**What the task requires**
Leave out all images and set down the records exactly as given.

*** Extracted material Section Begins ***

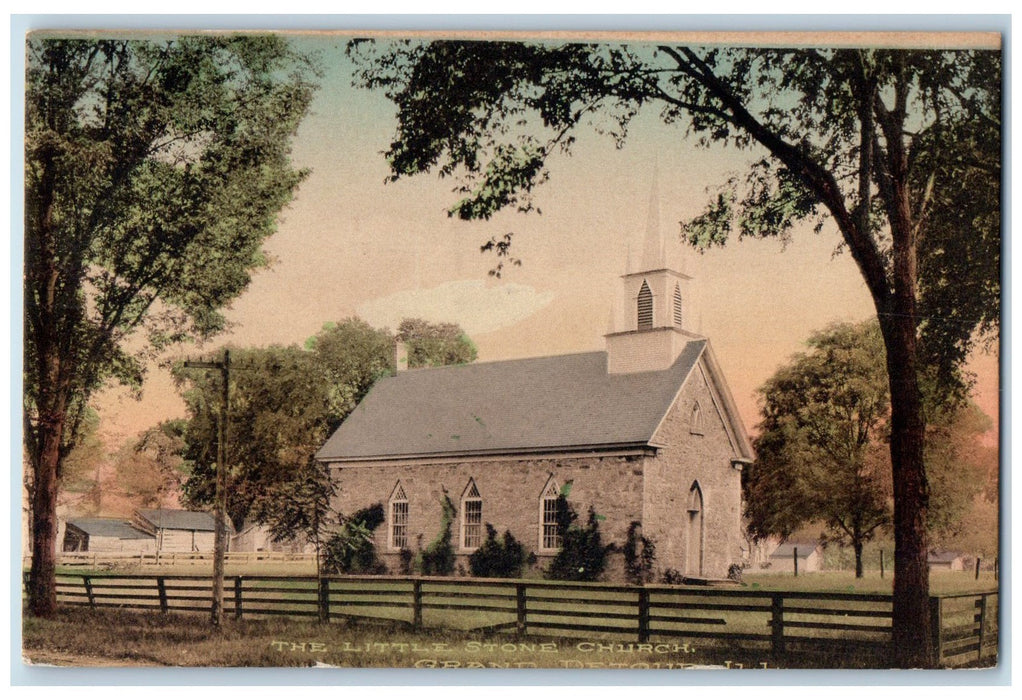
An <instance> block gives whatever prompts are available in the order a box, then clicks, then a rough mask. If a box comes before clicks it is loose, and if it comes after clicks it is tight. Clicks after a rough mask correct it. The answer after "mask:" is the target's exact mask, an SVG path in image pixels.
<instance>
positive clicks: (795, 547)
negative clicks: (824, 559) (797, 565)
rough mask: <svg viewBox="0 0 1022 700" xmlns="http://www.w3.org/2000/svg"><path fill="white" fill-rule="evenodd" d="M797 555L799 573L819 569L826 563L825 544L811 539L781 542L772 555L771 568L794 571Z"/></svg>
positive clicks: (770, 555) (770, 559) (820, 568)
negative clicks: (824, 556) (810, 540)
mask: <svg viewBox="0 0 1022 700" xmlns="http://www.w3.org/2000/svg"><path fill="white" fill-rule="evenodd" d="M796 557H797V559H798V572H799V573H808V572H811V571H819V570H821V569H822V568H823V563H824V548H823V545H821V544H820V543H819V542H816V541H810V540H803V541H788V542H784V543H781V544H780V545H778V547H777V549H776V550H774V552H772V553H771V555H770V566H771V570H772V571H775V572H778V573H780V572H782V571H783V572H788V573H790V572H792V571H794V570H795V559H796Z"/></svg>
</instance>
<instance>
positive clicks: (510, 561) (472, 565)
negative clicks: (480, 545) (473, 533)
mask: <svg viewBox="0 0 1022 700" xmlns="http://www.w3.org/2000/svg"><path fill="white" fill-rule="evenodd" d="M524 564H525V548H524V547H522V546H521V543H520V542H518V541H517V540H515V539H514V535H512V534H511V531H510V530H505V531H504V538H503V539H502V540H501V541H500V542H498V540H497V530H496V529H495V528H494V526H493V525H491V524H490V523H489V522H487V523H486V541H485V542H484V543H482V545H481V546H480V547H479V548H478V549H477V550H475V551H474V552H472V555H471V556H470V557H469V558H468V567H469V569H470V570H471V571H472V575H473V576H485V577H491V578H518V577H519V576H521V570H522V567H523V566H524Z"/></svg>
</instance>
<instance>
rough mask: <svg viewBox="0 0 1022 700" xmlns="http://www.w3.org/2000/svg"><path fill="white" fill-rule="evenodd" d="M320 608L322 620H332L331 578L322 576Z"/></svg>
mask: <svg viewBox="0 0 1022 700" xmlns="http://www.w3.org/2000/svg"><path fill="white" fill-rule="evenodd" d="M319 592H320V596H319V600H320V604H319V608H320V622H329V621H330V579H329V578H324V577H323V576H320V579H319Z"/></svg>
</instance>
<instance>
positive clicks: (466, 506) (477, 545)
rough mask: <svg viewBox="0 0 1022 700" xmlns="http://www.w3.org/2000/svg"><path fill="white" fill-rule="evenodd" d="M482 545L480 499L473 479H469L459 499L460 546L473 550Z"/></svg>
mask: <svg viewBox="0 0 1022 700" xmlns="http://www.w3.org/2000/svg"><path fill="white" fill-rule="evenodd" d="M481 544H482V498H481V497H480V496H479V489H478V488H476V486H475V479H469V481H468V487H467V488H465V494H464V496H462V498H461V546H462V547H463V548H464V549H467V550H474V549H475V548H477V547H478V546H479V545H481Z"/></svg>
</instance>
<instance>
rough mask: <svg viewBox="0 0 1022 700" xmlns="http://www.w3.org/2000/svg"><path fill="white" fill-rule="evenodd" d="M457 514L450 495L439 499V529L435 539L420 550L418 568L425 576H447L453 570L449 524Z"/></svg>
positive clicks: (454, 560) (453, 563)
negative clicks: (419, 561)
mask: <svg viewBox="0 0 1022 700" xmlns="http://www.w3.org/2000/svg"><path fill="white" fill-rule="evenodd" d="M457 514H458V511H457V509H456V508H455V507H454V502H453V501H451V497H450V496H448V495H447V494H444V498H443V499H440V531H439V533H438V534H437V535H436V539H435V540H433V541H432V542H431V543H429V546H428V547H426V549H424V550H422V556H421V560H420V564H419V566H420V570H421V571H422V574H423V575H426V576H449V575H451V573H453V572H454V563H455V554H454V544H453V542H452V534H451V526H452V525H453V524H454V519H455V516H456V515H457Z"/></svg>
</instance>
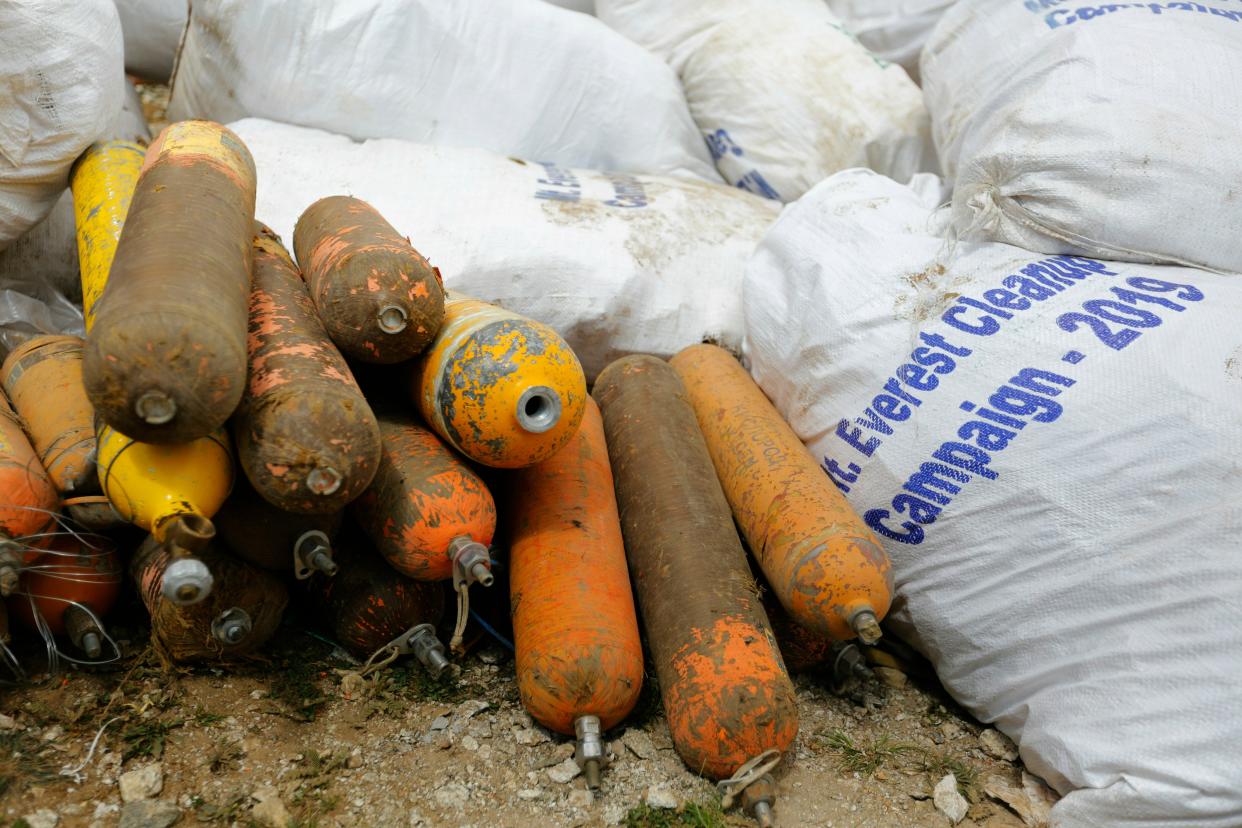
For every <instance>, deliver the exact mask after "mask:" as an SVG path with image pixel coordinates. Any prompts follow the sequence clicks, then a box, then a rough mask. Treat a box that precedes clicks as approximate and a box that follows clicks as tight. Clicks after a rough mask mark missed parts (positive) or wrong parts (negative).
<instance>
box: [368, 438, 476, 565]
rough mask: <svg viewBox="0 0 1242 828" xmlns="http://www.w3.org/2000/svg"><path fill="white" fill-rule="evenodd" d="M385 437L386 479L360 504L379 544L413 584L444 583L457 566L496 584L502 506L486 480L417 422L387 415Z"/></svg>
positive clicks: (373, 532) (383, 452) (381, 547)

*** Extracted material Section Ends ***

**Answer space**
An <instance> block gives whatever prompts are available in the order a box, then clicks, then a rough mask. If a box comes before clicks it is loose, and if it comes after clicks it is tight. Clicks after a rough mask correct it. The answer after "mask:" is the target's exact mask, an SVG path in image pixels.
<instance>
positive clicks: (795, 547)
negative clicks: (824, 559) (797, 565)
rough mask: <svg viewBox="0 0 1022 700" xmlns="http://www.w3.org/2000/svg"><path fill="white" fill-rule="evenodd" d="M797 555L799 573L819 569L826 563L825 544L811 539L781 542L772 555L771 568L794 571Z"/></svg>
positive clicks: (770, 555) (770, 559) (820, 568)
negative clicks: (824, 556) (810, 540)
mask: <svg viewBox="0 0 1022 700" xmlns="http://www.w3.org/2000/svg"><path fill="white" fill-rule="evenodd" d="M796 557H797V559H798V572H799V573H808V572H811V571H819V570H821V569H822V568H823V563H824V548H823V545H821V544H820V543H819V542H816V541H810V540H803V541H788V542H784V543H781V544H780V545H778V547H777V549H776V550H774V552H772V553H771V555H770V566H771V570H772V571H775V572H778V573H780V572H782V571H783V572H788V573H790V572H792V571H794V570H795V559H796Z"/></svg>
</instance>
<instance>
positive clicks: (510, 561) (472, 565)
negative clicks: (480, 545) (473, 533)
mask: <svg viewBox="0 0 1022 700" xmlns="http://www.w3.org/2000/svg"><path fill="white" fill-rule="evenodd" d="M524 564H525V548H524V547H522V546H521V543H520V542H518V541H517V540H515V539H514V535H512V534H511V531H510V530H505V531H504V538H503V539H502V540H501V541H500V542H498V540H497V530H496V529H495V528H494V526H493V525H491V524H490V523H489V522H487V523H486V541H485V542H484V543H482V545H481V546H480V547H479V548H478V549H477V550H475V551H474V552H472V555H471V556H470V557H469V558H468V567H469V569H470V570H471V571H472V575H473V576H485V577H491V578H518V577H519V576H521V570H522V567H523V566H524Z"/></svg>
</instance>
<instance>
rough mask: <svg viewBox="0 0 1022 700" xmlns="http://www.w3.org/2000/svg"><path fill="white" fill-rule="evenodd" d="M320 608L322 620H332L331 578L322 576Z"/></svg>
mask: <svg viewBox="0 0 1022 700" xmlns="http://www.w3.org/2000/svg"><path fill="white" fill-rule="evenodd" d="M319 592H320V596H319V600H320V604H319V608H320V622H329V621H330V579H329V578H324V577H323V576H320V579H319Z"/></svg>
</instance>
<instance>
positive clicks: (466, 506) (477, 545)
rough mask: <svg viewBox="0 0 1022 700" xmlns="http://www.w3.org/2000/svg"><path fill="white" fill-rule="evenodd" d="M482 545L480 499L473 479H469L459 499L460 546L473 550Z"/></svg>
mask: <svg viewBox="0 0 1022 700" xmlns="http://www.w3.org/2000/svg"><path fill="white" fill-rule="evenodd" d="M481 544H482V498H481V497H480V496H479V489H478V488H476V486H475V479H469V481H468V487H467V488H465V494H464V496H462V498H461V546H462V547H463V548H464V549H467V550H474V549H475V548H477V547H478V546H479V545H481Z"/></svg>
</instance>
<instance>
rough mask: <svg viewBox="0 0 1022 700" xmlns="http://www.w3.org/2000/svg"><path fill="white" fill-rule="evenodd" d="M457 514L450 495L439 499V529L435 539L420 550L418 568L425 576H447L453 570L449 524Z"/></svg>
positive clicks: (454, 560) (453, 563)
negative clicks: (419, 561)
mask: <svg viewBox="0 0 1022 700" xmlns="http://www.w3.org/2000/svg"><path fill="white" fill-rule="evenodd" d="M457 514H458V511H457V509H456V508H455V507H454V502H453V501H451V497H450V496H448V495H447V494H444V498H443V499H440V531H439V533H438V534H437V535H436V539H435V540H433V541H432V542H431V543H429V546H428V547H426V549H424V550H422V556H421V560H420V564H419V566H420V570H421V571H422V574H423V575H426V576H449V575H451V573H453V572H454V563H455V554H454V544H453V542H452V534H451V526H452V525H453V524H454V519H455V516H456V515H457Z"/></svg>
</instance>
For every <instance>, deliver the exact mask after "mask:" as an SVG path with image pixel coordinates. Any prompts follow the sequence clicks, then a box, then a rough mask. Treat a box that precedes clicks as approximate and a box that follows clicks as tight. Clicks after a rough mask mark missed parts (positive) or wrong parts (negative).
<instance>
box: [368, 438, 476, 565]
rough mask: <svg viewBox="0 0 1242 828" xmlns="http://www.w3.org/2000/svg"><path fill="white" fill-rule="evenodd" d="M385 437L386 479L360 504L379 544L413 584L444 583L457 566L496 584L502 506L486 480L417 422L387 415Z"/></svg>
positive clicks: (373, 532) (383, 452) (381, 547)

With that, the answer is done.